Data below:

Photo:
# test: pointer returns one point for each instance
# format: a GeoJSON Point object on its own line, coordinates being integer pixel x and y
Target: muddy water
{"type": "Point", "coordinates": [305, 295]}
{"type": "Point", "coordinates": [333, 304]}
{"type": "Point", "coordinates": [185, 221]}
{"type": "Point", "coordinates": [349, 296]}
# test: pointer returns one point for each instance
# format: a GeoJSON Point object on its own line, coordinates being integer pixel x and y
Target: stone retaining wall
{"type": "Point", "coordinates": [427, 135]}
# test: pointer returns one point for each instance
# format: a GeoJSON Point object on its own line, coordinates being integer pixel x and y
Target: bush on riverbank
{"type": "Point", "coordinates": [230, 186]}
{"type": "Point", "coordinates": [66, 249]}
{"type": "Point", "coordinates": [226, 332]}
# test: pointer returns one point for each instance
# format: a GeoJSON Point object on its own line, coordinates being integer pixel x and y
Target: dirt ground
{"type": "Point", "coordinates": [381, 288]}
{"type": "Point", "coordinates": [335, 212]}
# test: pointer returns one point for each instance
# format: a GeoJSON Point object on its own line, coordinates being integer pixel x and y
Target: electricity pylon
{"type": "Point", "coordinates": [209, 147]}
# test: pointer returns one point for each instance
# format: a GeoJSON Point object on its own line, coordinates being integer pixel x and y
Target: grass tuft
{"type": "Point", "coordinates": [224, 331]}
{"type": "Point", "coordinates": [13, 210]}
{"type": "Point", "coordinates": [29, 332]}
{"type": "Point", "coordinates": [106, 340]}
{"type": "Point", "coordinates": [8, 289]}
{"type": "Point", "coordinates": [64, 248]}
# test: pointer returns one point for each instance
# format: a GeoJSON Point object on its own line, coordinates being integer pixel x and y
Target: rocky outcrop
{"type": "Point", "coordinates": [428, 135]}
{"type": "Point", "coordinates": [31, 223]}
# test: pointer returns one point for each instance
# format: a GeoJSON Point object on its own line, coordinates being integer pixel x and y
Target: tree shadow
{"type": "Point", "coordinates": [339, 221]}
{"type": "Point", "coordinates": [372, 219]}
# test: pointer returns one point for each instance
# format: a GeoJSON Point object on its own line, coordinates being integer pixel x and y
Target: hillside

End of Data.

Aim of the task
Please make an exact copy of each record.

Task output
Photo:
# test: pointer returns one point for each instance
# format: a GeoJSON Point object on its own line, coordinates being integer pixel x and y
Target: muddy water
{"type": "Point", "coordinates": [305, 295]}
{"type": "Point", "coordinates": [333, 304]}
{"type": "Point", "coordinates": [185, 221]}
{"type": "Point", "coordinates": [349, 296]}
# test: pointer returns one point for each instance
# format: a GeoJSON Point object on its own line, coordinates being integer pixel x and y
Target: stone retaining wall
{"type": "Point", "coordinates": [427, 135]}
# test: pointer returns one point for each instance
# format: a GeoJSON Point object on its own line, coordinates being integer pixel x and y
Target: bush on riverbank
{"type": "Point", "coordinates": [230, 186]}
{"type": "Point", "coordinates": [66, 249]}
{"type": "Point", "coordinates": [226, 332]}
# test: pointer returns one point for each instance
# format: a GeoJSON Point object on its own line, coordinates being integer pixel x and y
Target: dirt ground
{"type": "Point", "coordinates": [381, 288]}
{"type": "Point", "coordinates": [335, 212]}
# test: pointer returns one point for each instance
# format: a GeoJSON Point object on its own line, coordinates being integer pixel x and y
Target: electricity pylon
{"type": "Point", "coordinates": [209, 147]}
# test: pointer returns one point for each instance
# format: a GeoJSON Point object on its own line, coordinates being integer pixel x and y
Target: grass tuft
{"type": "Point", "coordinates": [224, 331]}
{"type": "Point", "coordinates": [13, 210]}
{"type": "Point", "coordinates": [29, 332]}
{"type": "Point", "coordinates": [106, 340]}
{"type": "Point", "coordinates": [8, 289]}
{"type": "Point", "coordinates": [64, 248]}
# test: pointer returns one point for each instance
# format: a GeoJSON Point object on its own line, coordinates being integer pixel x and y
Target: rocky outcrop
{"type": "Point", "coordinates": [428, 135]}
{"type": "Point", "coordinates": [31, 223]}
# test: pointer returns one point for each instance
# format: a GeoJSON Point object on its own line, coordinates being integer pixel x and y
Target: tree shadow
{"type": "Point", "coordinates": [339, 221]}
{"type": "Point", "coordinates": [372, 219]}
# test: pointer returns one point for each instance
# format: a GeoJSON Point object on its own line, coordinates being integer pixel x and y
Target: hillside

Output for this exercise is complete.